▸ Document passage:
-*-*-

Travel Tips

Get general travel tips and information on gaining entry to Canada as well as a great checklist of what to pack for your trip.

General Tips

Clothing

Layering. It’s the key to wearing the right clothing at Big White, no matter what the weather brings. You can always take off a layer of clothing and stash it in a bag if you’re too warm. Gloves, knitted hats – that’s Canada's famous “toque” – a heavy coat, and warm, waterproof footwear are definitely needed in winter and of course you will need your ski/snowboard gear as well. Sunglasses and sunscreen are also a must all year-round- due to the higher UV exposure from the sun at alpine altitudes. A small knapsack/rucksack makes a great way to tote a day's necessities.

Units of Measure

Canada uses the metric system to calculate temperatures in Celsius, speed limits and road distances in kilometers, and gas is sold by the litre (currently about $1.17 CDN/litre as of January, 2011).

Time

Our clocks are set to Pacific Standard Time, and Daylight Saving Time comes into effect as we set our clocks ahead one hour on the second Sunday in March and fall back an hour on the first Sunday in November. This schedule coincides with the United States implementation of Daylight Saving Time.

Currency Exchange

For quick cash, you’ll find automated teller machines (ATMs) around the village. Major credit cards are accepted almost everywhere.

Electrical Connections

The electrical current in Canada is 110 volts, and plugs are two flat parallel prongs – or two flat and one round prong.

Mail and Postage

Letters and postcards can be mailed at Central Mountain Check-In. Postage and delivery times will vary according to international destinations.

-*-*-

▸ Entries provided:
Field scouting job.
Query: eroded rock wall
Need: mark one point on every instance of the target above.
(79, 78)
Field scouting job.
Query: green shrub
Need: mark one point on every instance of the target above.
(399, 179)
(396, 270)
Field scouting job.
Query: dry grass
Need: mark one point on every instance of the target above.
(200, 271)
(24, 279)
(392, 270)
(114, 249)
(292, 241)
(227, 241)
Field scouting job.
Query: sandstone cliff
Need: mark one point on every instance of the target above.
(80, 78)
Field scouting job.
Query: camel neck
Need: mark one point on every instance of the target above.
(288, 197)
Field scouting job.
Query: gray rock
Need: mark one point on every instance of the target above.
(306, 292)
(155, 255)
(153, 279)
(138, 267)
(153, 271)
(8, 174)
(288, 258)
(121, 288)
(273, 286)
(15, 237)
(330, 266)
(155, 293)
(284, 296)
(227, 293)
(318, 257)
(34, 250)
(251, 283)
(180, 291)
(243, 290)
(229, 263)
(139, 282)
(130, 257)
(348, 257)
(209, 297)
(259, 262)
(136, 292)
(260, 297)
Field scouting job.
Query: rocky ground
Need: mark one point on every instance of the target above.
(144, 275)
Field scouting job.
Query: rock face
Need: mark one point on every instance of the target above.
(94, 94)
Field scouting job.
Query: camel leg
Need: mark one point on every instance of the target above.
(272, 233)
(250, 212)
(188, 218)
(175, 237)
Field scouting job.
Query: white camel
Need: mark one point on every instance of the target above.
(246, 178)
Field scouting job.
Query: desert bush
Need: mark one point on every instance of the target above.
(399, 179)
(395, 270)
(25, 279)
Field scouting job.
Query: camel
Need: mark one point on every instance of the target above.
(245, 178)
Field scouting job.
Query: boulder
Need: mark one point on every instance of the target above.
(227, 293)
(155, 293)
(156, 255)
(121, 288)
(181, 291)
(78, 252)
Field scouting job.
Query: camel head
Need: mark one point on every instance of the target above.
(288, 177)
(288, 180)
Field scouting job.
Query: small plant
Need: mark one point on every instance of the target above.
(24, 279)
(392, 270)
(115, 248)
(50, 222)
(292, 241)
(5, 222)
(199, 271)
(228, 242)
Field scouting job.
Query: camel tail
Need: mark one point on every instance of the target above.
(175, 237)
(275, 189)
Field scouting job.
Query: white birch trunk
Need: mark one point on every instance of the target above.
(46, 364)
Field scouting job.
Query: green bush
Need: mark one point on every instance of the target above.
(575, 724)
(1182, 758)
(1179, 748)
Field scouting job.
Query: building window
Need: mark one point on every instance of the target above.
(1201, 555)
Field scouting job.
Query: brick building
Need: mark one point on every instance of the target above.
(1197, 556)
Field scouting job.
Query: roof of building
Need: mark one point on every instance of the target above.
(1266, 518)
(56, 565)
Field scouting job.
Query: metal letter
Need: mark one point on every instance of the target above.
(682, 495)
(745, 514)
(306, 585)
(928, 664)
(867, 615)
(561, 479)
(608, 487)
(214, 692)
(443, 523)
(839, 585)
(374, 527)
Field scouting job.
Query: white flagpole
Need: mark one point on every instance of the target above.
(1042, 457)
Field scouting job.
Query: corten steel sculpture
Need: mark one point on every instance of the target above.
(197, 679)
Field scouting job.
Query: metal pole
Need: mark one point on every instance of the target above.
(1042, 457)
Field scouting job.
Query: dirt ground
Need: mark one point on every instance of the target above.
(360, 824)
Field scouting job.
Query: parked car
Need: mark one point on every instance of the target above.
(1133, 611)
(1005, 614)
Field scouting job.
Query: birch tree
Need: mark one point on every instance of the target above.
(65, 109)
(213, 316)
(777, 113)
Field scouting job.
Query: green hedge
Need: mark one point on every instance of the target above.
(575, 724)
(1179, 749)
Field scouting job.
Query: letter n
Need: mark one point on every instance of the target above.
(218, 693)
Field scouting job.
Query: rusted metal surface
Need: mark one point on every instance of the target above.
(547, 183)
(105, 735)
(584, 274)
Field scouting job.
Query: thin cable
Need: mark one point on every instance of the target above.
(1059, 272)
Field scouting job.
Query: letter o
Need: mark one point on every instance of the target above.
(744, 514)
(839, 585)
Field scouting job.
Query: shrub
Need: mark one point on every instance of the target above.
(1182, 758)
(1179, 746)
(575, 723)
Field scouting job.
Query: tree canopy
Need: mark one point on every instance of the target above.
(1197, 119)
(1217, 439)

-*-*-

▸ The tasks:
**1)** Which section headings appear under "General Tips" on the travel tips page?
**2)** Does each statement agree with the travel tips page? Answer yes or no for each, quoting the words that decide it. (a) Sunglasses are needed only in winter. (b) Postcards can be mailed at Central Mountain Check-In. (c) The electrical current in Canada is 220 volts.

▸ Task answers:
**1)**
Clothing
Units of Measure
Time
Currency Exchange
Electrical Connections
Mail and Postage

**2)**
(a) No: "Sunglasses and sunscreen are also a must all year-round"
(b) Yes: "Letters and postcards can be mailed at Central Mountain Check-In."
(c) No: "The electrical current in Canada is 110 volts"